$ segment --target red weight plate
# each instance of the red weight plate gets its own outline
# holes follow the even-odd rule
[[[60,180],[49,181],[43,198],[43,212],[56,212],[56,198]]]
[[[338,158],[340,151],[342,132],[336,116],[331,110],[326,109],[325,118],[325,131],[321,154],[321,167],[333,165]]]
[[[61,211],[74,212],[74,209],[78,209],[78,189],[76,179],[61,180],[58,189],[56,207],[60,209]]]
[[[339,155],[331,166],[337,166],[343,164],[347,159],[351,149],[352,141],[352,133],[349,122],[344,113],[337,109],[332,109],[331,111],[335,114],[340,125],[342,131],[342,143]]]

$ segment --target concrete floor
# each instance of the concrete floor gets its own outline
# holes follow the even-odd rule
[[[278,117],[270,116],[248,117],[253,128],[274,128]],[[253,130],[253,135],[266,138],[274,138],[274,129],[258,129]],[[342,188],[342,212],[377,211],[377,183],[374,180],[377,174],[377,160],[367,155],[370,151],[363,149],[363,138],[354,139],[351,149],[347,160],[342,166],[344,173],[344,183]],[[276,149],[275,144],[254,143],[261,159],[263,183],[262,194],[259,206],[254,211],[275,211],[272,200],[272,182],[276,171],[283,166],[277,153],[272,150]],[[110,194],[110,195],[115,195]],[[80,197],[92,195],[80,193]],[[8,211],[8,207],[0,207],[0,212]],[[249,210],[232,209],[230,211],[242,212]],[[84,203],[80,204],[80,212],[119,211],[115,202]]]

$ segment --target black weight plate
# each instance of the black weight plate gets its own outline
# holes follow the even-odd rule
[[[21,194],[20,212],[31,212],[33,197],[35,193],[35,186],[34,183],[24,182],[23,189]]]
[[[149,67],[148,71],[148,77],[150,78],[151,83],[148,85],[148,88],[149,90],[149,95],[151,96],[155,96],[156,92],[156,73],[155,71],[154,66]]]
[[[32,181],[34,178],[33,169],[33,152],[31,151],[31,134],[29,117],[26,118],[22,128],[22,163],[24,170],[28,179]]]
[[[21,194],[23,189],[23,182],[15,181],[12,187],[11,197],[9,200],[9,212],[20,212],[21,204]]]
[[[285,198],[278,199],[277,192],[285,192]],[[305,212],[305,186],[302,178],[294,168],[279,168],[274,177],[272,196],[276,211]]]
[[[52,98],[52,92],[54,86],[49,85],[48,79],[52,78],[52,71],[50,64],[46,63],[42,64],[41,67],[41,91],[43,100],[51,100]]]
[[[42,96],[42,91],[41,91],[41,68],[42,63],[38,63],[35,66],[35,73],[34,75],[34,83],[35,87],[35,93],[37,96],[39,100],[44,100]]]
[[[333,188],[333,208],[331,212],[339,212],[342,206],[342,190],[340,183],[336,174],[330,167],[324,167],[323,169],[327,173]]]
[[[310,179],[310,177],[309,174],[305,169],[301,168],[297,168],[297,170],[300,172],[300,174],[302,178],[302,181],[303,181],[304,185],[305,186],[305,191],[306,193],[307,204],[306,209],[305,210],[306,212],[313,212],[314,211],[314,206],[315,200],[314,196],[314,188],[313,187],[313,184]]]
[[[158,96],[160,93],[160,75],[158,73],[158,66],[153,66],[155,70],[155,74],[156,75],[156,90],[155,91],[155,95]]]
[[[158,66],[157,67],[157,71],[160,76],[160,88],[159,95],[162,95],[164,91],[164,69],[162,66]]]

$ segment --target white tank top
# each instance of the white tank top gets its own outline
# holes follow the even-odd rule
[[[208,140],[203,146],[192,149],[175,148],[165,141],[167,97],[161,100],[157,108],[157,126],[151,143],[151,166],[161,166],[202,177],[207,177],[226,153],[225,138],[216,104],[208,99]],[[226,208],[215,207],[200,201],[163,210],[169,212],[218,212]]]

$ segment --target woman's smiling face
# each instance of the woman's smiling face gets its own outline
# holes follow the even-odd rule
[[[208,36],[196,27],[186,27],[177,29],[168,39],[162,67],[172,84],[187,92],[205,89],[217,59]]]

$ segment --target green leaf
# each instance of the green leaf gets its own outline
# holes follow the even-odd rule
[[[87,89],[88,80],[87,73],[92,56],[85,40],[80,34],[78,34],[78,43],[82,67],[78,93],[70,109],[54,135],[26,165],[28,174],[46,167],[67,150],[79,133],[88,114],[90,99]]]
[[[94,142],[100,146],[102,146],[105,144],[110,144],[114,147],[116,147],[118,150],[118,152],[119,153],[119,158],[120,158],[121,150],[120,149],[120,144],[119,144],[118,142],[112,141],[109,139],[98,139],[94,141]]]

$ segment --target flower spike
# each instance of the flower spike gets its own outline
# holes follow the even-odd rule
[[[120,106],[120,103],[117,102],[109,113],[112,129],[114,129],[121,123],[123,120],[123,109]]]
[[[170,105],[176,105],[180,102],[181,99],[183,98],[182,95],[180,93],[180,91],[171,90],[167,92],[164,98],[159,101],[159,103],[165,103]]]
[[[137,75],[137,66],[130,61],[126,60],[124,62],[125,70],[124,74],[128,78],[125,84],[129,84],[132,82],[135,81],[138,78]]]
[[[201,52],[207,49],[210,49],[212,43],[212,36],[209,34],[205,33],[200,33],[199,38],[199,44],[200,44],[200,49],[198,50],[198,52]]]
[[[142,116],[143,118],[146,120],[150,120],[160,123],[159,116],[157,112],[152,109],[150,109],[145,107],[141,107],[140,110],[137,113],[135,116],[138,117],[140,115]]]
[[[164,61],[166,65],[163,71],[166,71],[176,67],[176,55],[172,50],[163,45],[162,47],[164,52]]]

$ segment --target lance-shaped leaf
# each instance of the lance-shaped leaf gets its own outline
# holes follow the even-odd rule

==========

Problem to solve |
Update the data above so that every "own outline" becomes "own polygon", leaving all other text unchanged.

Exercise output |
$ segment --target red weight plate
# each instance of the red weight plate gets its own polygon
# holes follow the even-odd rule
[[[60,180],[49,181],[43,198],[43,212],[56,212],[56,198]]]
[[[338,158],[340,151],[342,132],[336,116],[331,110],[326,109],[325,118],[325,131],[321,154],[321,167],[333,165]]]
[[[61,211],[74,212],[74,209],[78,209],[78,189],[76,179],[61,180],[58,189],[56,207],[60,209]]]
[[[339,155],[331,166],[337,166],[343,164],[347,159],[351,149],[352,141],[352,133],[349,122],[344,113],[337,109],[332,109],[331,111],[335,114],[340,125],[342,131],[342,143]]]

$ segment --target concrete floor
# each instance of the concrete floor gets its own polygon
# holes follow the even-odd rule
[[[278,117],[270,116],[248,117],[253,128],[274,128]],[[253,130],[253,135],[266,138],[274,138],[274,129],[258,129]],[[342,188],[342,212],[377,211],[377,183],[374,180],[377,174],[377,160],[367,155],[370,151],[363,149],[363,138],[354,139],[351,149],[347,160],[342,166],[344,173],[344,183]],[[276,149],[275,144],[254,143],[261,159],[263,183],[262,194],[259,206],[254,211],[275,211],[272,200],[272,182],[276,171],[283,166],[277,153],[272,150]],[[110,194],[110,195],[115,195]],[[80,197],[92,195],[80,193]],[[8,211],[8,207],[0,207],[0,212]],[[249,210],[232,209],[230,211],[242,212]],[[84,203],[80,204],[80,212],[119,211],[115,202]]]

$ segment --target black weight plate
# each instance of the black weight plate gets its own polygon
# holes follow the even-odd rule
[[[21,194],[20,212],[31,212],[33,197],[35,193],[35,186],[34,183],[24,182],[23,189]]]
[[[149,67],[148,71],[148,77],[150,78],[151,83],[148,85],[148,88],[149,90],[149,95],[151,96],[155,96],[156,92],[156,73],[155,71],[154,66]]]
[[[32,181],[34,178],[33,169],[33,152],[31,151],[31,134],[29,117],[26,118],[22,128],[22,163],[24,170],[28,179]]]
[[[21,194],[23,189],[23,182],[15,181],[12,187],[11,197],[9,200],[9,212],[20,212],[21,204]]]
[[[285,198],[278,199],[277,192],[285,192]],[[305,212],[305,186],[302,178],[294,168],[279,168],[274,177],[272,196],[276,211]]]
[[[52,98],[52,92],[54,86],[49,85],[48,79],[52,78],[52,71],[50,64],[46,63],[42,64],[41,67],[41,91],[43,100],[51,100]]]
[[[42,96],[42,91],[41,91],[41,68],[42,63],[38,63],[35,66],[35,73],[34,75],[34,83],[35,87],[35,93],[37,96],[39,100],[44,100]]]
[[[333,188],[333,208],[331,212],[339,212],[342,206],[342,190],[340,183],[336,174],[330,167],[324,167],[323,169],[327,173]]]
[[[310,179],[310,177],[309,174],[305,169],[301,168],[297,168],[297,170],[300,172],[300,174],[302,178],[302,181],[303,181],[304,185],[305,186],[305,191],[306,193],[307,204],[306,209],[305,210],[306,212],[313,212],[314,211],[314,206],[315,200],[314,196],[314,188],[313,187],[313,184]]]
[[[158,96],[160,93],[160,75],[158,73],[158,66],[153,66],[155,70],[155,74],[156,75],[156,90],[155,91],[155,95]]]
[[[158,66],[157,67],[157,71],[160,76],[160,88],[159,95],[162,95],[164,91],[164,69],[162,66]]]

$ segment --target white tank top
# each instance of the white tank top gets its own polygon
# holes follow the even-odd rule
[[[208,140],[203,146],[192,149],[175,148],[165,141],[167,97],[161,100],[157,108],[157,126],[151,143],[151,166],[161,166],[202,177],[207,177],[226,153],[225,138],[216,104],[208,99]],[[226,208],[215,207],[200,201],[163,210],[169,212],[218,212]]]

$ segment --target woman's smiling face
# each instance of the woman's smiling face gets its own polygon
# holes follow the even-odd rule
[[[208,36],[196,27],[186,27],[177,29],[168,39],[162,67],[172,84],[187,92],[205,89],[217,59]]]

$ segment --target green leaf
# each instance of the green leaf gets its own polygon
# holes follow the even-odd rule
[[[87,89],[88,80],[87,73],[92,56],[85,40],[80,34],[78,34],[78,43],[82,67],[78,93],[70,109],[54,135],[26,165],[28,174],[46,167],[67,150],[79,133],[88,114],[90,99]]]
[[[94,142],[100,146],[102,146],[105,144],[110,144],[114,147],[116,147],[118,150],[118,152],[119,153],[119,158],[120,158],[121,150],[120,149],[120,144],[119,144],[118,142],[112,141],[109,139],[98,139],[94,141]]]

$ segment --target flower spike
# each instance of the flower spike gets its own polygon
# holes follow the even-odd rule
[[[120,106],[120,103],[117,102],[109,113],[112,129],[114,129],[121,123],[123,120],[123,109]]]
[[[170,105],[176,105],[180,102],[181,99],[183,98],[182,95],[180,93],[180,91],[171,90],[167,92],[164,98],[159,101],[159,103],[165,103]]]
[[[137,75],[137,66],[130,61],[126,60],[124,62],[125,70],[124,74],[128,78],[125,84],[129,84],[132,82],[135,81],[138,78]]]
[[[201,52],[207,49],[210,49],[212,43],[212,36],[209,34],[205,33],[200,33],[199,38],[199,44],[200,44],[200,49],[198,50],[198,52]]]
[[[142,116],[143,118],[146,120],[150,120],[160,123],[159,116],[157,112],[152,109],[150,109],[145,107],[141,107],[140,110],[137,113],[135,116],[138,117],[140,115]]]
[[[164,61],[166,65],[163,71],[166,71],[176,67],[176,55],[172,50],[163,45],[162,47],[164,52]]]

$ segment --target lance-shaped leaf
# each instance of the lance-shaped leaf gets its own polygon
# holes follow the even-odd rule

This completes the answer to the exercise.